EXERCISE AIM> Give the data again, word for word.

RECORDS PROVIDED>
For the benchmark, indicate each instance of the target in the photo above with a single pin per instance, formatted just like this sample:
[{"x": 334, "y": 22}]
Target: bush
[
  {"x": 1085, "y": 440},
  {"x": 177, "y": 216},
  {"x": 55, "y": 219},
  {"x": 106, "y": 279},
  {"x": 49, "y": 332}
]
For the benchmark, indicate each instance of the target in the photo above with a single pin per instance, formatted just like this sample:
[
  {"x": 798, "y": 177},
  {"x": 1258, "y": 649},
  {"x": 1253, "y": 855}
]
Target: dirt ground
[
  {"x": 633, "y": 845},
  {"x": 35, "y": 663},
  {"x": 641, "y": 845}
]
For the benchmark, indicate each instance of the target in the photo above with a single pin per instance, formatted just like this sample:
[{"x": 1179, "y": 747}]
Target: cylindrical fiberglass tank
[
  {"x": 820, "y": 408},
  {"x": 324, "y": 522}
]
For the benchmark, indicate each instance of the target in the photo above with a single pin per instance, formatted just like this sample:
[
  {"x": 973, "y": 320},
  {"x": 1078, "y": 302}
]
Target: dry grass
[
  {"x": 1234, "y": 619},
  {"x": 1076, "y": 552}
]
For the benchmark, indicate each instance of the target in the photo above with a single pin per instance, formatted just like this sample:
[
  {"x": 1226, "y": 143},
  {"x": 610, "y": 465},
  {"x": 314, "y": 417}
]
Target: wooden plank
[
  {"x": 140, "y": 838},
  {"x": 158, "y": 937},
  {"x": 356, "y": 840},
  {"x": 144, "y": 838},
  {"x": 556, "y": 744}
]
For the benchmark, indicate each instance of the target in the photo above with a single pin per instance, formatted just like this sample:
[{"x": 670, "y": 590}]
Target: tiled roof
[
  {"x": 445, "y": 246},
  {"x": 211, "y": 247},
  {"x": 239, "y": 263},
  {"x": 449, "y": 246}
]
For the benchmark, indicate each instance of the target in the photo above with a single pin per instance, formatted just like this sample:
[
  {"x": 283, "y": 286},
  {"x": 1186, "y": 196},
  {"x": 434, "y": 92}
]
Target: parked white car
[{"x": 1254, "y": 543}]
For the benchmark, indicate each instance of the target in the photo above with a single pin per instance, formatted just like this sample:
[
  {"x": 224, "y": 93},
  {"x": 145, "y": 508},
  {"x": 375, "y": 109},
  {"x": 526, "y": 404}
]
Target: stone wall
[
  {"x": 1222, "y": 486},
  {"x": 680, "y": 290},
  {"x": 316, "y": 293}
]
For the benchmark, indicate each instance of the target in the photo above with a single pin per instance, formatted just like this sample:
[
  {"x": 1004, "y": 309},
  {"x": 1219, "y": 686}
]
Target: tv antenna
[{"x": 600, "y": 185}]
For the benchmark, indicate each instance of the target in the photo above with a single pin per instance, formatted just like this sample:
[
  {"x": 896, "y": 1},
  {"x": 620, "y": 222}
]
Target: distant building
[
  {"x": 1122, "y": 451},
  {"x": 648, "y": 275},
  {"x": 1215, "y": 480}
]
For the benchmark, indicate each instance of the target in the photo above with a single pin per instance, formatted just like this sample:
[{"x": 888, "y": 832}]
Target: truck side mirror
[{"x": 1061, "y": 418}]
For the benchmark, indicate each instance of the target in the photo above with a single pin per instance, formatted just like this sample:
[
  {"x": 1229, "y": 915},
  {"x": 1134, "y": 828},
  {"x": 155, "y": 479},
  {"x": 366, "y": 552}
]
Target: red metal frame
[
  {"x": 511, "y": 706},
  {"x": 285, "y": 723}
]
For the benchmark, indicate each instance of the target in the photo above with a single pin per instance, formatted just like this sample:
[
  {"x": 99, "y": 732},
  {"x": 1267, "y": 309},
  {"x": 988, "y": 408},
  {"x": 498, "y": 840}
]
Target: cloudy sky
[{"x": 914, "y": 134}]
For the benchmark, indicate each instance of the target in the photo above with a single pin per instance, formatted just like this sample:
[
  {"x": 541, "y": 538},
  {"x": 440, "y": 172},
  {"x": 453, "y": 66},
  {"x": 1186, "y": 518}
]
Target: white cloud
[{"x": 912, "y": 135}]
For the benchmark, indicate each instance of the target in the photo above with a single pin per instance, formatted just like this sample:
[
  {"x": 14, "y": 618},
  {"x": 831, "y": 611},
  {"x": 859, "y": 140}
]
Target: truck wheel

RESPONSE BELOW>
For the benchmark, indicate each instance of the target in the photo above with a single pin per instance, formatted just like this sample:
[{"x": 334, "y": 22}]
Target: bush
[
  {"x": 1085, "y": 440},
  {"x": 177, "y": 216},
  {"x": 55, "y": 219},
  {"x": 106, "y": 279},
  {"x": 49, "y": 332}
]
For the benchmark, indicate each instance of the target in the photo above with a single pin per instance, formatted just like this sample:
[
  {"x": 798, "y": 177},
  {"x": 1258, "y": 649},
  {"x": 1253, "y": 855}
]
Target: dirt ground
[
  {"x": 633, "y": 845},
  {"x": 35, "y": 663},
  {"x": 641, "y": 845}
]
For the benchmark, indicate each instance of the target in the photo above with a single pin per instance, formatted just like this sample:
[{"x": 1179, "y": 747}]
Target: cylindrical fiberglass tank
[
  {"x": 820, "y": 408},
  {"x": 324, "y": 522}
]
For the benchmark, indicate each instance of the target in the photo above with a single pin per instance, formatted just like this sample:
[
  {"x": 973, "y": 320},
  {"x": 1078, "y": 302}
]
Target: dry grass
[
  {"x": 1234, "y": 619},
  {"x": 1076, "y": 552}
]
For the benchmark, indicate each instance of the target in the photo above with a single pin per instance, formatted just like this sample:
[
  {"x": 1226, "y": 143},
  {"x": 610, "y": 465},
  {"x": 314, "y": 417}
]
Target: wooden plank
[
  {"x": 140, "y": 838},
  {"x": 158, "y": 937},
  {"x": 356, "y": 840},
  {"x": 144, "y": 838},
  {"x": 556, "y": 744}
]
For the benchmark, indicate each instance of the target in the photo above with a single pin per instance, formatted just like this sample:
[{"x": 670, "y": 590}]
Target: tiled roof
[
  {"x": 445, "y": 246},
  {"x": 211, "y": 247},
  {"x": 239, "y": 263},
  {"x": 449, "y": 246}
]
For the benchmark, indicate each instance of the target in the photo above with a single pin per instance, formatted just like this sample:
[
  {"x": 283, "y": 286},
  {"x": 1186, "y": 196},
  {"x": 434, "y": 92}
]
Target: parked white car
[{"x": 1254, "y": 543}]
For the benchmark, indicate each instance of the target in the photo above with a single pin per instance, formatted just like this sample:
[
  {"x": 224, "y": 93},
  {"x": 145, "y": 508},
  {"x": 375, "y": 109},
  {"x": 526, "y": 404}
]
Target: stone wall
[
  {"x": 1222, "y": 486},
  {"x": 680, "y": 290},
  {"x": 316, "y": 293}
]
For the benchmark, indicate each instance of the target in the photo above with a single pin per instance, formatted just like this sample:
[
  {"x": 1004, "y": 309},
  {"x": 1219, "y": 686}
]
Target: tv antenna
[{"x": 600, "y": 185}]
For the benchmark, indicate each instance of the target in the photo above with a single pin per instance, formatted just like this sample:
[
  {"x": 896, "y": 1},
  {"x": 620, "y": 222}
]
Target: distant building
[
  {"x": 1122, "y": 451},
  {"x": 648, "y": 275},
  {"x": 1215, "y": 480}
]
For the benchmark, indicate each instance of the target in the photo above with a single pin per instance, formatted just like this sample:
[{"x": 888, "y": 832}]
Target: truck side mirror
[{"x": 1061, "y": 418}]
For the benchmark, indicate each instance of the target in the photo above with a single pin per instance, formatted just like this sample:
[
  {"x": 1229, "y": 915},
  {"x": 1134, "y": 828},
  {"x": 155, "y": 479},
  {"x": 366, "y": 552}
]
Target: red metal frame
[
  {"x": 511, "y": 706},
  {"x": 285, "y": 723}
]
For the benchmark, indicate each instance of the target in the photo above with a single pin per instance, formatted just like this sample:
[
  {"x": 99, "y": 732},
  {"x": 1267, "y": 309},
  {"x": 988, "y": 408},
  {"x": 498, "y": 840}
]
Target: cloudy sky
[{"x": 914, "y": 134}]
For the benchmark, indicate each instance of the target in the photo above with a single pin per instance, formatted just like this sample:
[
  {"x": 541, "y": 538},
  {"x": 440, "y": 172},
  {"x": 453, "y": 66},
  {"x": 1186, "y": 518}
]
Target: white cloud
[{"x": 912, "y": 135}]
For the benchmark, indicate each instance of the target in the photo above with a single pin per instance, formatted just like this sample:
[
  {"x": 14, "y": 618},
  {"x": 831, "y": 611},
  {"x": 859, "y": 140}
]
Target: truck wheel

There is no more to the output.